Exercises:
1. According to the article on Trump and the protesters, in how many cities were the demonstrators whom Trump called "professional protesters" active?
2. Reproduce word for word everything in the article on Trump and the protesters from "As darkness fell" down to "the KKK's support.".
3. Condense into a short list the paragraph of the article on Trump and the protesters that opens with "Anti-Trump demonstrators voiced concerns", keeping its main facts.

Text for analysis:
■ ■ ■ ■ ■
In a shift, Trump assails US protesters, then praises their 'passion'

WASHINGTON/NEW YORK: US President-elect Donald Trump denounced Americans who protested against his election, but praised them hours later on Friday, underscoring contradictions that have raised questions about his leadership style.

"Love the fact that the small groups of protesters last night have passion for our great country. We will all come together and be proud!" Trump tweeted early on Friday.

It was a sharp shift in tone from his tweet hours earlier dismissing demonstrators in eight cities as "professional protesters, incited by the media."

The tweets were further evidence of Trump's mixed messages since he announced his candidacy 17 months ago. After Democrat Hillary Clinton conceded defeat early on Wednesday, he took a far more conciliatory tone than he had often displayed during his campaign and promised to be a president for all Americans.

Anti-Trump demonstrators voiced concerns that his presidency, due to start on January 20, would infringe on Americans' civil and human rights. They cited his campaign promises to restrict immigration and register Muslims, as well as allegations that Trump, the unlikely standard bearer for the Republican party and a former reality-TV star, sexually abused women.

Protesters rallied for a third day in various cities on Friday.

As darkness fell on Friday evening, protesters took to the streets in Miami and Atlanta, but there were no reports of violence or arrests.

In New York, demonstrators again gathered in Washington Square Park and by Trump Tower, where the president-elect lives, on Fifth Avenue. There were also protests in Philadelphia.

Protesters in various cities have chanted slogans, including "No hate! No fear! Immigrants are welcome here!" and carried signs reading "Impeach Trump."

White supremacist groups including the Ku Klux Klan have praised Trump's election, and some civil rights advocacy groups have reported a spike of attacks on minorities following Trump's victory on Tuesday.

Trump has rejected the KKK's support.
■ ■ ■ ■ ■
Dataset records:
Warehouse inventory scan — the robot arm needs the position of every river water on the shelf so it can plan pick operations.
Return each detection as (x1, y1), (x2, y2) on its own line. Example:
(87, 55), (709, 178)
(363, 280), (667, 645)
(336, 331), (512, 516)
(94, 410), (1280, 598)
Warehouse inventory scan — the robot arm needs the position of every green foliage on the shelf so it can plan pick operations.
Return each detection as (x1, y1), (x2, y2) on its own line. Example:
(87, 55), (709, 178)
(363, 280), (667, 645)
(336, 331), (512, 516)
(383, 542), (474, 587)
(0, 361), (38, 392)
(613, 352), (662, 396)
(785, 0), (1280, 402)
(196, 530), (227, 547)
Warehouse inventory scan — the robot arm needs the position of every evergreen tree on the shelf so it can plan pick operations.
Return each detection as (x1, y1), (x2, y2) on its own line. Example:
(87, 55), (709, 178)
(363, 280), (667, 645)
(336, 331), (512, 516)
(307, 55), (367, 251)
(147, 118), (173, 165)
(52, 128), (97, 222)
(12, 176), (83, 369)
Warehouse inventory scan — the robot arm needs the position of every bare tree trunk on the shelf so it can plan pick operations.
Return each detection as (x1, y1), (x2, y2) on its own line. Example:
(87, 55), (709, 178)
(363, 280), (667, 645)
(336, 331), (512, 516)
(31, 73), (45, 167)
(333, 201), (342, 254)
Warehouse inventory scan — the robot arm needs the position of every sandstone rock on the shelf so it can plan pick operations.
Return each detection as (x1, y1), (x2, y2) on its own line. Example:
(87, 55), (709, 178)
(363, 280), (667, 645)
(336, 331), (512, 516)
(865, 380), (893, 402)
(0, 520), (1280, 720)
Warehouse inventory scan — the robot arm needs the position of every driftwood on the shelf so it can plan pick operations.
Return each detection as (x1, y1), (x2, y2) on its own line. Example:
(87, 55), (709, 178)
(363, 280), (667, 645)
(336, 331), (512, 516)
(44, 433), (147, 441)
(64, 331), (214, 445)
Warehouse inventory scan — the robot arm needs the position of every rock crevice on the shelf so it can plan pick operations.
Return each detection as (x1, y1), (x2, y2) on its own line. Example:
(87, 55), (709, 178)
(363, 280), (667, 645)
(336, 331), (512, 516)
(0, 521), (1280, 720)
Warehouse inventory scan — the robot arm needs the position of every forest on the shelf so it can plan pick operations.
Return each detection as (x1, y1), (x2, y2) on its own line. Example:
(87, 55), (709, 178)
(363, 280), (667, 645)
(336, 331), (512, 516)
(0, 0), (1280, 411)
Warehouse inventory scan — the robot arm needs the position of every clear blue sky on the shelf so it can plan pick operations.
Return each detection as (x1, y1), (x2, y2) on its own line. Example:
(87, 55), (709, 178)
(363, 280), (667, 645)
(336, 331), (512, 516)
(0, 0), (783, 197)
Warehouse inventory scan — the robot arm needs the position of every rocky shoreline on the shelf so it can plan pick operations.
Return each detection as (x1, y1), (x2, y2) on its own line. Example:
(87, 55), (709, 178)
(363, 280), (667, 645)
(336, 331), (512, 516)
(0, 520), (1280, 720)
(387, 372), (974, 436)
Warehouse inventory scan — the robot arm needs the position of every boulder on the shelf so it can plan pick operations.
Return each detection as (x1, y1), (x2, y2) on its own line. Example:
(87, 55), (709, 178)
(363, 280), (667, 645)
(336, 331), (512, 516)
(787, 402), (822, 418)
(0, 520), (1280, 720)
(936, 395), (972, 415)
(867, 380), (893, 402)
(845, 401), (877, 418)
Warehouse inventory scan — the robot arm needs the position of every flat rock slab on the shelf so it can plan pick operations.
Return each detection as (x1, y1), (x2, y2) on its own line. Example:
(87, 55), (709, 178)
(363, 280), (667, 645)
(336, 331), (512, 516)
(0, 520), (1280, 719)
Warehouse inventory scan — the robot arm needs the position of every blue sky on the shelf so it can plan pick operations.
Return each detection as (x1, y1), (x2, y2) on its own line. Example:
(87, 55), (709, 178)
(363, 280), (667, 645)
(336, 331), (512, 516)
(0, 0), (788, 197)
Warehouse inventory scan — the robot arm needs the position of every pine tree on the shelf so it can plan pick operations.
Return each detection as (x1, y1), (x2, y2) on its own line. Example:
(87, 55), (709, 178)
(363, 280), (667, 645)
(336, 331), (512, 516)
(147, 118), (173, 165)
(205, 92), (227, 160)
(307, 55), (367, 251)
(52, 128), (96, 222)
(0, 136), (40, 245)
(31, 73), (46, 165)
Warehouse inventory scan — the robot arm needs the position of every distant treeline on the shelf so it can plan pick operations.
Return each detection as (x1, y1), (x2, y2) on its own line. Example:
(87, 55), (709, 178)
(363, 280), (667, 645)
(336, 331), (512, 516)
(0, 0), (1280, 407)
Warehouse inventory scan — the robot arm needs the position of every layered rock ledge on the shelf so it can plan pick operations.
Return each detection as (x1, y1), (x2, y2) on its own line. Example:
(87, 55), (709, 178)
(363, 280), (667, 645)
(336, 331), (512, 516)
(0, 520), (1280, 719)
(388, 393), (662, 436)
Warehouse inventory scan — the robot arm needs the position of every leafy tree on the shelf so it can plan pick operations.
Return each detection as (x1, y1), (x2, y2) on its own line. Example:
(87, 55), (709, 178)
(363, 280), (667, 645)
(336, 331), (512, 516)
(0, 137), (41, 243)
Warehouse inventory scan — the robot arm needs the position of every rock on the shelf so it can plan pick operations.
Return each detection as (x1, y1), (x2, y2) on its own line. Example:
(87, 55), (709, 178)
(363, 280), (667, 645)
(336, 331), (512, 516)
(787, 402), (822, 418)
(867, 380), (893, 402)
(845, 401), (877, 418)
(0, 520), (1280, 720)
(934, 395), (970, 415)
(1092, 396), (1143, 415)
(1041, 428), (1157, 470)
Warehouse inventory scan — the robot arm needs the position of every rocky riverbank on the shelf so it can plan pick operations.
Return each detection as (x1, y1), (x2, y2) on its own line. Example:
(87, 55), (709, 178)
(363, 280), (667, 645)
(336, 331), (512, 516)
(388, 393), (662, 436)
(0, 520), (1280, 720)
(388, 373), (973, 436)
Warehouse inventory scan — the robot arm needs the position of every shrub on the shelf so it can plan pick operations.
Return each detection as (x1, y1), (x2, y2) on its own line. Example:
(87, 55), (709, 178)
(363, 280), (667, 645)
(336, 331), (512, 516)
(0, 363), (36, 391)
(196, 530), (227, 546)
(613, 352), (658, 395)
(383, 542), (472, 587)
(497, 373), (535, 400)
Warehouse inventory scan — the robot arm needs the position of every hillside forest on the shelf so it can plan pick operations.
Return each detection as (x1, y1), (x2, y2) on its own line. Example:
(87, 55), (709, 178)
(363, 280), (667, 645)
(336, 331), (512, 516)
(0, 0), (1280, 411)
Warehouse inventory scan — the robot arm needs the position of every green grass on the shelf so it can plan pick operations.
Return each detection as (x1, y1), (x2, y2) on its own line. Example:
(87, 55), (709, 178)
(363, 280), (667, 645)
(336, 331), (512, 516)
■ ■ ■ ■ ■
Answers to this exercise:
1. Eight cities.

2.
As darkness fell on Friday evening, protesters took to the streets in Miami and Atlanta, but there were no reports of violence or arrests.

In New York, demonstrators again gathered in Washington Square Park and by Trump Tower, where the president-elect lives, on Fifth Avenue. There were also protests in Philadelphia.

Protesters in various cities have chanted slogans, including "No hate! No fear! Immigrants are welcome here!" and carried signs reading "Impeach Trump."

White supremacist groups including the Ku Klux Klan have praised Trump's election, and some civil rights advocacy groups have reported a spike of attacks on minorities following Trump's victory on Tuesday.

Trump has rejected the KKK's support.

3.
- Anti-Trump demonstrators feared his presidency, due to begin on January 20, would infringe on Americans' civil and human rights.
- They pointed to his campaign promises to restrict immigration and register Muslims.
- They also cited allegations that Trump sexually abused women.
- The article describes Trump as the unlikely Republican standard bearer and a former reality-TV star.